• PROBLEM DETAILS
Pick up the New Year's Eve blog posts below after their final line and carry them further.

• PROVIDED TEXT
#####

Monday, December 31, 2012

Happy New Year on the East Coast

I'm getting tired.....but, it's the New Year on the East Coast!! 2 Corinthians 5:17 New International Version (NIV) Therefore, if anyone is in Christ, the new creation has come:[a] The old has gone, the new is here!

Not Gonna Fight It

I get a text from Mister, "Not drinking and I still love you."

He was basically making reference to the other day when he texted that he loved me. My initial response was, "are you drunk?" He confessed that he had been drinking, but that wasn't the reason for him telling me. Of course I think the alcohol had a little bit to do with it, also I think it was a bit of the holiday season. It can bring out a little melancholy spirit for those of us who are "lonely" and he had told me before that he was lonely. I caught a little bit of the "bah humbug" bug myself, but I got over it and had an okay Christmas. Now the New Year is here in about an hour and a half....so I texted him back that he made me SMILE. In which he replied, "You have a beautiful smile. Wish I could see it." So, I facebooked him a pic of me smiling. It wasn't the best pic espcially since my hair was all over, but my smile was cute. I then deleted it. I hope he didn't download it. So, while chatting with him, I decided I was gonna clean...actually, I was gonna clean earlier, but I was too lazy.

While cleaning I turned on my "sad love songs" playlist on youtube. Actually, I took all the sad sad ones out and just listened to love songs and a few other "pick me up" songs. For some reason my playlist got stuck on Ledisi Bravo.

It just played over and over and over and over. I wanted it to go on and play Daley Alone Together, but it kept playing Bravo. Finally, I just let it play. Apparently, now is not the time to be sad about love, I need to "celebrate." So that's what I'm gonna do. I'm not gonna be sad because I don't have anyone. I gonna go into the new year happy. If I stay up or not, I'm gonna be happy.  So, I'm not gonna fight the happiness. I'm just gonna let it play.....

Excitement

I was trying to post this entry using my new Smart Phone--the AT&T Fusion, but for some reason it wouldn't let me, so I went to work to get my laptop.....

But yesterday I was so excited about the new year. I've been bummed out lately--my car being stolen along with my laptop and other stuff, being sued, having no money, blah, blah, blah....and I wasn't ready for the new year. I was feeling down about the new year coming, but yesterday, my spirit changed. I'm sure it was God because I couldn't manufacture those emotions and now I'm ready. I'm not down anymore. I'm broke, but happy to close this year out. So, I couldn't post about my excitement, but I needed to tell somebody, so I texted Mister to tell him.

Yes, I've been chatting/texting with him lately. I'm not so happy about that, but I have been. The other day he texted me to tell me he loved me. I called him to tell him that I loved him too. No, I'm not gonna get with him. I'm not even IN LOVE with him, but I do love him.

Anyway, tomorrow is the new year and I thank God for making it this far. I'm going to take charge of my life and stay focused in 2013. It can only get better!!

*Post Script* I'm even more excited now because I just checked my bank account and I have enough money to get me some sparkling cider to toast in the New Year!!  THANKS YOU, JESUS!!

#####

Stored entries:

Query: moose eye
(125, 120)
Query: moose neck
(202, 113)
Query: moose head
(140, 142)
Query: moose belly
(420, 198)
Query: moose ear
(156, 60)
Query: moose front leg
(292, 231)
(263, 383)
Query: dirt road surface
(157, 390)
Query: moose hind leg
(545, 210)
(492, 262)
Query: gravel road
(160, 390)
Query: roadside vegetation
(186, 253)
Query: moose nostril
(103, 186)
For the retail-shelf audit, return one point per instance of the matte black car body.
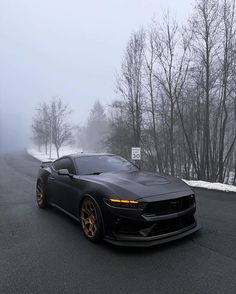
(166, 204)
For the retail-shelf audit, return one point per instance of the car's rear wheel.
(41, 195)
(91, 219)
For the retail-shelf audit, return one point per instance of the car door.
(63, 188)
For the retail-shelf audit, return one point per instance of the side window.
(64, 163)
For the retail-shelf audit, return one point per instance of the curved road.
(45, 251)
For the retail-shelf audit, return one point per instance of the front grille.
(168, 226)
(169, 206)
(148, 229)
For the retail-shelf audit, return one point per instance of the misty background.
(69, 49)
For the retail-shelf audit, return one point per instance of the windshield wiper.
(95, 173)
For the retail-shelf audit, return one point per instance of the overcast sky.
(66, 48)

#####

• OUTPUT FOR THIS TASK
Friday, December 28, 2012

At the Mercy of the Court

I went to the courthouse to see who was suiing me. It's my bank that owns my car loan. I guess they sent me a letter in the mail, but because I don't get mail where I live, I never received it. They are suing me for the balance of my car and for their attorney fees of $500. They opened the case on November 26. I have since spoken to the bank manager twice and he has never mentioned it. As a matter of fact, I just got off the phone with him because my plan was to make a payment today. Why didn't he tell me he was suing me? WOW!! So, I wrote him a letter explaing my situation--being homeless, not having work, no health insurance, etc. I'm $63,000 in debt. And I NEED my crappy car to do my job. What am I gonna do if I don't have a car? I can't do my job. So I won't have a job. I'm gonna show up at court on Wednesday and let them know my situation. My goal is to have my car paid off by the end of February. That's if I pay about $500 per paycheck. I do'nt know what else to do.....

Nooooo, I'm not ready.......

The end of the year is coming too FAST. I'm not ready. And I can't stop it from coming. What am I going to do??? I'm sitting at my desk fighting back tears. I'm just sad and I know I need to just "get over it." My life isn't horrible, just in a little shambles. And I'm doing what I can to rebuild. I have a fulltime job, a nice place to live, a car and food in the refrigerator. I have my health and my mental faculties. Life is GOOD!! So, why do I feel so bad? Why am I letting money make me feel so bad? There is nothing I can do about the past, so why am I letting it make me feel like this? The only thing I can do is do better from here. I can't change what HAS ALREADY HAPPENED!! Get OVER IT!!! I need to prepare the for new year--emotionally. I don't work on Monday, so I'm grateful that I will have the time to get myself together.

Wednesday, December 26, 2012

End of the Year

Two years ago, I was living with a friend, totally broke. I didn't have two nickles to rub together (not sure where that saying comes from. LOL). Life is considerably better, but I'm not out of the woods yet. I still in MAJOR debt and owe $2500 on a car that needs MAJOR repairs, but despite it all, I am better than I was two years ago this time. I'm always reflecting on how I can get better and now is the time for me to GET OUT OF DEBT. My debt to income ration SUCKS big time. I've got a $50,000 in student loans and I only make $30,000 a year. That's upside down and backwards. So, I've got to get my rear in gear and make some more money, pronto. I've been listening to Dave Ramsey and he's a great motivation, so for 2013 I'm really going to buckle down and tackle this debt. I HAVE GOT TO!!!

No more Bah humbug

I wasn't in the mood for Christmas when I left work today. Especially since I left my food gift certificate at wotk. Dag, I can't go get my BBQ. However, when I started cooking and cleaning I really got into it. I fixed chicken stir fry with broccoli and brussel sprouts. Then I baked the corn bread for my dressing and made plans for the rest of the food. I really got into the Christmas spirit. Tomorrow morning, I gonna have mini breakfast quiche's with mimosas. The dinner menu has been modified Chicken/Veggie Stir Fry Chicken/Sausage Dressing Mashed Potatoes Sweet Potatoe Turnovers

Saturday, December 22, 2012

I WANT TO CRY!!!!

I'm working onto a grant proposal for the NP I volunteer for. While working I realized that I've done all the work and I was mostly finished, but it's all gone because my laptop was stolen.  AAAAGGGGGGHHHHH. I really don't want to try to recreate all that work. OMG.

Friday, December 21, 2012

What am I doing for Christmas?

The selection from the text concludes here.